:: SET EXERCISE ::
Replace "backpack" with "rucksack" throughout the part of the items that opens with the line containing "output x=137, y=136." and closes with the line containing "x=302, y=212". Give those lines again, with everything else left unchanged.

:: Location annotation dataset excerpts ::
- - - - - - -
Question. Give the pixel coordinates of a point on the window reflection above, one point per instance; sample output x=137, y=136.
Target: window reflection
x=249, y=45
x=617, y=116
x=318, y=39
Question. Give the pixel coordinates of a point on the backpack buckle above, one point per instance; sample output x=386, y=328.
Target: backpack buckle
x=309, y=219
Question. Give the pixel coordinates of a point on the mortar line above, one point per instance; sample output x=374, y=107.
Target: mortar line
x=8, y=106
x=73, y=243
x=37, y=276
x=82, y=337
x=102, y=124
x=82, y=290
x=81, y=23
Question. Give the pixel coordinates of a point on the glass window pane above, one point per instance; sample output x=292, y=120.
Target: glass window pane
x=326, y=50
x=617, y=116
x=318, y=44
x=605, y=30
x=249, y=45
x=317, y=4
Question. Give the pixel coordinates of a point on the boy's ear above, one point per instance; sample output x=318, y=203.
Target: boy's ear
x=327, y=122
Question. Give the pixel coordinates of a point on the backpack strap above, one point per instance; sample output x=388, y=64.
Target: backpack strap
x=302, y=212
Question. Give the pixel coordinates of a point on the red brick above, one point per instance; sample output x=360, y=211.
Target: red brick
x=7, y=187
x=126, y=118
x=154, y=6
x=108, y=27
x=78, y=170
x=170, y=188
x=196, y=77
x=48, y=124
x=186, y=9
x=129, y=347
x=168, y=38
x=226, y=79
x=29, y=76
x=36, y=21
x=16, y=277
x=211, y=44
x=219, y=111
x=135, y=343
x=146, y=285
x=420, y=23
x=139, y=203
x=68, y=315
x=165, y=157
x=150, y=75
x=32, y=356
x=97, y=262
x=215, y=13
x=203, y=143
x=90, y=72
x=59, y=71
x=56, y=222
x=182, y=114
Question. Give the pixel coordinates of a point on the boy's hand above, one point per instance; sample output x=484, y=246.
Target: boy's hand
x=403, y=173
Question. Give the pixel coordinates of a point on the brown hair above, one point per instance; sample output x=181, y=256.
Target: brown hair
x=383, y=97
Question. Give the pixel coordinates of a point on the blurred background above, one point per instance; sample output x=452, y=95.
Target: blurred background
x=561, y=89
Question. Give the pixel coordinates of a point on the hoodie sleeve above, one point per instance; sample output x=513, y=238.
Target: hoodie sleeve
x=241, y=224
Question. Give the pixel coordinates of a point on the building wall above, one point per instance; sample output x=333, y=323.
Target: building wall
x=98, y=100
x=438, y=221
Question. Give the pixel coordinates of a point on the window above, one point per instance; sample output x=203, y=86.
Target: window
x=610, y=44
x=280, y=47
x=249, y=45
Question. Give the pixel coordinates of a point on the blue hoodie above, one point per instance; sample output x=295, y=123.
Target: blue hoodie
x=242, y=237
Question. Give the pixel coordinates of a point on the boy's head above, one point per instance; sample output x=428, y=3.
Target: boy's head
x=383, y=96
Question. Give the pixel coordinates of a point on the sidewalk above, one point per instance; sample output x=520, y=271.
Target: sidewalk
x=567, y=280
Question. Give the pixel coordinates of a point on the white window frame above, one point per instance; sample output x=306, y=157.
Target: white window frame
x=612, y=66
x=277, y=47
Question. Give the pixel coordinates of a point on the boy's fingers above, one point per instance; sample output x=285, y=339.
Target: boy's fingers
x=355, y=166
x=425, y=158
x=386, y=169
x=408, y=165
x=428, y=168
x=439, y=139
- - - - - - -
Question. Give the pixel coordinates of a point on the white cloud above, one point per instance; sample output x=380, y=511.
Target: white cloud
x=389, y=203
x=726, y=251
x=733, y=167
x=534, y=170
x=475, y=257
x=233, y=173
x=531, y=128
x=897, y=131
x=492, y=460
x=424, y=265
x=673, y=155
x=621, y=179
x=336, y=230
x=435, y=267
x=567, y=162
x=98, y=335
- - - - - - -
:: SOLUTION BELOW ::
Question. Give the pixel coordinates of a point on the window reflection above, one point per instance; sample output x=137, y=136.
Target: window reflection
x=249, y=45
x=617, y=116
x=318, y=39
Question. Give the pixel coordinates of a point on the rucksack buckle above, one point per instance; sample output x=386, y=328.
Target: rucksack buckle
x=309, y=219
Question. Give the pixel coordinates of a point on the mortar line above, one point per instance; sample output x=374, y=107.
Target: mortar line
x=8, y=106
x=73, y=243
x=37, y=276
x=82, y=337
x=102, y=124
x=82, y=290
x=81, y=23
Question. Give the pixel coordinates of a point on the glass window pane above, one point per instance; sample output x=292, y=120.
Target: glass window pane
x=326, y=50
x=617, y=116
x=318, y=44
x=605, y=30
x=249, y=45
x=317, y=4
Question. Give the pixel coordinates of a point on the boy's ear above, one point per instance; sample output x=318, y=203.
Target: boy's ear
x=327, y=122
Question. Give the pixel coordinates of a point on the rucksack strap above, one point per instance; sample output x=388, y=64.
Target: rucksack strap
x=302, y=212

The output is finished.